When I was a child there was a pit below the house, near the river where water could be obtained easily, in which I have watched the mixing of the adobe; I saw the bricks made in small quantities for purposes of repair or the building of a new wall.

The house was built with a two-storied central portion a hundred feet long, with two one-storied wings about one hundred and sixty feet in length, extending toward the river. The ends of these were joined by a high adobe wall in which there was a single gate, its heavy wooden doors being closed at night during its earlier history, but seldom during the later period.

Originally the roofs were flat and roofed in the usual Southern California fashion, first a layer of redwood planks, then a covering of sand or gravel over which was poured hot brea (asphaltum) from the open beds beyond Los Angeles. These were the same brea pits in which in recent years the remarkable discoveries of pre-historic animal bones have been made. In the days when my father and uncles first came to California there were many dangerous wild animals still at large, but fortunately the mastodons and sabre-tooth tigers, hyenas and milder camels were all safely put away in brea storage.

When the summer sun was hot on the roofs the asphalt grew so soft that we could dig it out with sticks and shape it with our fingers. Such depredations undoubtedly contributed to the unsatisfactoriness of the overhead shelter, but even without our intervention the alternate shrinking and expansion of the substance made the roof more or less like a sieve in winter. Uncle Jotham soon tired of rain inside the house in winter, no matter how much he prayed for it outside, so that very soon after he moved into the adobe he added a good old-fashioned Yankee roof to the main portion of the house. The roofs on the wings did not come until after I had learned the joy of the flat ones. Here we used to go at sunset to wait for the homecoming of the fathers, for whose returning buggies we could watch from this vantage ground. We also could see the whole sunset sky, and the lovely pink lights on far, faint Baldy.

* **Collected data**
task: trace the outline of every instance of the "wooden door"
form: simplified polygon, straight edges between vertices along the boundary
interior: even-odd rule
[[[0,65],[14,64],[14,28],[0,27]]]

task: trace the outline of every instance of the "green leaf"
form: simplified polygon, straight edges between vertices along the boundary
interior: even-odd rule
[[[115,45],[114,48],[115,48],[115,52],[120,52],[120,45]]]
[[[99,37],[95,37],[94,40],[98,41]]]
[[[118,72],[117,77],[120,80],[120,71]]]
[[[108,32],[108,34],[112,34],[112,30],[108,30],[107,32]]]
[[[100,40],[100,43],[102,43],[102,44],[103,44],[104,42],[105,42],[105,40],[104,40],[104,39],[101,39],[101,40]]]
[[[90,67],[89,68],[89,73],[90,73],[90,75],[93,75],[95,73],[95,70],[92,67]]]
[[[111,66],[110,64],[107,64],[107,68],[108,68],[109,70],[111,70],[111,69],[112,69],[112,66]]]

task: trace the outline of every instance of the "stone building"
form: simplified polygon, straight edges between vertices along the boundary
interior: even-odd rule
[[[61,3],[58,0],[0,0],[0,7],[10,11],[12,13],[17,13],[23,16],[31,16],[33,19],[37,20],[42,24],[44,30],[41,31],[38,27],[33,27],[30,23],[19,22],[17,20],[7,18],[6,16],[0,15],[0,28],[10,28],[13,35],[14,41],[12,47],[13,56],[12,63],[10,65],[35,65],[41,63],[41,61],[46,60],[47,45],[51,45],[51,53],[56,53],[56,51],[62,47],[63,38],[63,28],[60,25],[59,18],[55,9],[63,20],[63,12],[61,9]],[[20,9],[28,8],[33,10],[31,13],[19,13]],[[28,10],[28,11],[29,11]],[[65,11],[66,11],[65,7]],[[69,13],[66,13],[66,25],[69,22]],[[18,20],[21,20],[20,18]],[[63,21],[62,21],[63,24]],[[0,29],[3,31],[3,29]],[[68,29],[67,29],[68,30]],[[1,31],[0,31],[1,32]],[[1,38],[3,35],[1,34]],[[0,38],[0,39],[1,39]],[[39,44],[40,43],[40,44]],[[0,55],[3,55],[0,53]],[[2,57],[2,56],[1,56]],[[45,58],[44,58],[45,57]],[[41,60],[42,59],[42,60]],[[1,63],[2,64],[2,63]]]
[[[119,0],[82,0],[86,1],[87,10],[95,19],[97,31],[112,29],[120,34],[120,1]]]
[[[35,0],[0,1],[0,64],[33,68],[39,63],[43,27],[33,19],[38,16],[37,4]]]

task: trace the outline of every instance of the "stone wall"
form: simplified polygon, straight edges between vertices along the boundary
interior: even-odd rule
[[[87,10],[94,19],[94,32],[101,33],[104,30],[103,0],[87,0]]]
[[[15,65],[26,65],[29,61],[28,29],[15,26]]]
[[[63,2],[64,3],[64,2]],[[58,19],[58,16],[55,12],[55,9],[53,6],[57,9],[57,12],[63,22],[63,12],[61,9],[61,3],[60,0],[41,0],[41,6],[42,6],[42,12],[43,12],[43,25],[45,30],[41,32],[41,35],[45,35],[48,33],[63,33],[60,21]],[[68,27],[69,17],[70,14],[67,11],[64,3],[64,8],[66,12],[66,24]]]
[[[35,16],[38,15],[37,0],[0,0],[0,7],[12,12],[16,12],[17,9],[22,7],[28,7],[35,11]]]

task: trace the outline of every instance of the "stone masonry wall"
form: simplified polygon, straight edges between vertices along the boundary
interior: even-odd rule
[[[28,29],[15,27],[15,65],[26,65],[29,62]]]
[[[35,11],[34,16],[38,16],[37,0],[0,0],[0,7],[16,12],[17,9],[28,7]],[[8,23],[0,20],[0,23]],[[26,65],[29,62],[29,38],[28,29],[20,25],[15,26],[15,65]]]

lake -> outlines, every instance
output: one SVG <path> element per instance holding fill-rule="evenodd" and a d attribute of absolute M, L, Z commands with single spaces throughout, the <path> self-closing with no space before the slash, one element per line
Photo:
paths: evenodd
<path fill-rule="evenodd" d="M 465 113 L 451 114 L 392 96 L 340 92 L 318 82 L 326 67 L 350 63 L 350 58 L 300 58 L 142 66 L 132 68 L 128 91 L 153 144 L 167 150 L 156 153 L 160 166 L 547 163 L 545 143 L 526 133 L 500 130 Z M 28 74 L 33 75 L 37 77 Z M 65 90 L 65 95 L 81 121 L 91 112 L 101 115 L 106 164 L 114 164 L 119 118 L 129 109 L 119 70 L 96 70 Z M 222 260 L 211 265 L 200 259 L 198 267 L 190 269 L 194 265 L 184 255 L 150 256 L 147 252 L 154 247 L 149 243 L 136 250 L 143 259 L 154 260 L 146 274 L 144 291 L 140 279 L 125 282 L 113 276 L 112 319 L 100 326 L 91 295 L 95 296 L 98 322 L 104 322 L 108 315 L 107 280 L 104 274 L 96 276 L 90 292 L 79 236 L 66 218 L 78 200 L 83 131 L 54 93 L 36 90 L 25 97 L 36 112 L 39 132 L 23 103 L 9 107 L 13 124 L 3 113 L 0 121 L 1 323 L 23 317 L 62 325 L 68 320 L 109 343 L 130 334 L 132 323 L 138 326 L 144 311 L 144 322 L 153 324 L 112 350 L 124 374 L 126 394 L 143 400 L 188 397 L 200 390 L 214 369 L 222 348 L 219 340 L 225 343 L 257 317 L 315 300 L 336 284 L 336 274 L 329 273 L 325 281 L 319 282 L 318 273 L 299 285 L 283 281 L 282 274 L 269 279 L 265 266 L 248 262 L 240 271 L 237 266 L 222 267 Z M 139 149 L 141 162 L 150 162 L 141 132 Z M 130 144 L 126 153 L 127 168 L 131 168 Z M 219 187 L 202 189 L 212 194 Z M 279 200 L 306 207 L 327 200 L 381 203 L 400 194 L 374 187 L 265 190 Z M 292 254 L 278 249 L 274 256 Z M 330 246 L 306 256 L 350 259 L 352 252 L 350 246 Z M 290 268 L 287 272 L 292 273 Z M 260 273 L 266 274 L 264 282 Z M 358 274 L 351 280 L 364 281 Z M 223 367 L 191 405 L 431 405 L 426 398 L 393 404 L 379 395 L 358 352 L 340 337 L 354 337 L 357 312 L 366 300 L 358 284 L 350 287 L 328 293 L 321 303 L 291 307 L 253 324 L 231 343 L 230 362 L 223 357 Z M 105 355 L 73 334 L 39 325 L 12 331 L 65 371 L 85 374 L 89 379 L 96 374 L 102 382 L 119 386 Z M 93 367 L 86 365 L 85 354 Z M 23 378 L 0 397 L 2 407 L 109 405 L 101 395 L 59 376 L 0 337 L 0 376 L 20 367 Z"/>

* **EXERCISES TO COMPLETE**
A – Name every prehistoric animal that the account of the adobe house says was "put away in brea storage."
B – Answer these questions from the account of the adobe house:
(i) How long was the two-storied central portion?
(ii) What was laid down first on the original flat roofs?
(iii) What did Uncle Jotham add to the main portion of the house?
C – Pick up the account of the adobe house after its final sentence and carry it forward.

* **ANSWERS FOR THE EXERCISE**
A – mastodons, sabre-tooth tigers, hyenas, camels

B –
(i) A hundred feet.
(ii) A layer of redwood planks.
(iii) A good old-fashioned Yankee roof.

C –
The outside of the house, as was the custom with adobes, was kept trim with frequent coats of whitewash; the doors, window frames and slender balusters of the upper veranda railing were a soft green, like the tones on old copper. In the lower story the win dows were iron-barred, and in the outer walls of the wing, high up, were funnel-shaped holes through which guns might be shot if any necessity for defense arose.

It may be because of these features that some people have called this an old fort, but it never was one in any other sense than that a man’s house is his castle. However the use of guns was more or less free in those old frontier days and an occasion might arise when the man inside might be very glad of a chance to defend himself such as those loop holes afforded.

It was on this ranch that one of the battles at the time of the American occupation occurred. It is recorded that the Californians under Carillo here met, one night, Col. Stockton’s forces which had landed at San Pedro; the Californians, by driving back and forth in the darkness a large herd of horses, succeeded in giving the impression of a much larger force than they really had. Perhaps they were horses belonging to Don Temple and Don Stearns and to the neighboring Dominguez ranch.

The approach to the house was through the large gate in the wall that closed the patio. I think the court never was planted to any extent, the garden being on the farther side of the house. It afforded only a few locust trees, one large pink oleander and several hitching posts. There was always much going and coming here, for the ranch business involved the use of saddle horses and carriages. The animals were kept in the barns beyond, but were brought here for all family saddles or carriages. It was a sunny, friendly, busy place, much loved and frequented by the many cats and dogs. I remember also a coon that lived in a far corner for a time and some little coyotes that had been brought in from the range.

In the right wing, next the foreman’s room, was the store room, possibly more interesting because it was kept locked and only occasionally did we get access to the dried apples, the chocolate, the brown sugar and the fragrant lead foil that came in the gay boxes of Chinese tea. Many a wise mother-cat entered the fastness through the long window closed only by the iron bars where we could admire but not handle her babies.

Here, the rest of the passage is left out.